● WHAT YOU HAVE TO DO
Work through the data below and give the number of lines holding "image", nothing more.

* * * * * * *

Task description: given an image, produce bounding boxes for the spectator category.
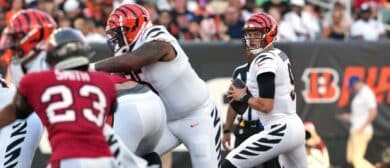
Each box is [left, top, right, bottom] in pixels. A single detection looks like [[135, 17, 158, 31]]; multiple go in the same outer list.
[[37, 0, 58, 17], [184, 20, 207, 42], [58, 15, 72, 28], [200, 16, 217, 41], [85, 0, 109, 27], [74, 18, 106, 43], [142, 1, 159, 24], [170, 0, 197, 40], [223, 5, 245, 39], [63, 0, 83, 26], [101, 0, 113, 26], [305, 121, 330, 168], [350, 3, 386, 41], [268, 6, 296, 42], [212, 21, 230, 41], [5, 0, 24, 22], [353, 0, 387, 12], [261, 0, 289, 15], [229, 0, 251, 20], [338, 76, 377, 168], [171, 0, 196, 25], [281, 0, 320, 41], [113, 0, 134, 9], [322, 0, 351, 40], [194, 0, 212, 17], [157, 10, 180, 38], [176, 13, 192, 40]]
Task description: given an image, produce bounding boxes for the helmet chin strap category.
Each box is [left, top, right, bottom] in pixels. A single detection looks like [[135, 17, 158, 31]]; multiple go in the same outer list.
[[249, 48, 263, 55], [249, 42, 272, 56]]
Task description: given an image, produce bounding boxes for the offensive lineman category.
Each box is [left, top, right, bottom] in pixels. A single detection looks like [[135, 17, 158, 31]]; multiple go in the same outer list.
[[89, 4, 222, 167], [223, 13, 307, 168]]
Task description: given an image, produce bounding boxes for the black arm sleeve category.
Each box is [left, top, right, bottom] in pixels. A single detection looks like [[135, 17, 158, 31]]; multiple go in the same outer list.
[[256, 72, 275, 99], [110, 100, 118, 115]]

* * * * * * *

● ANSWER BOX
4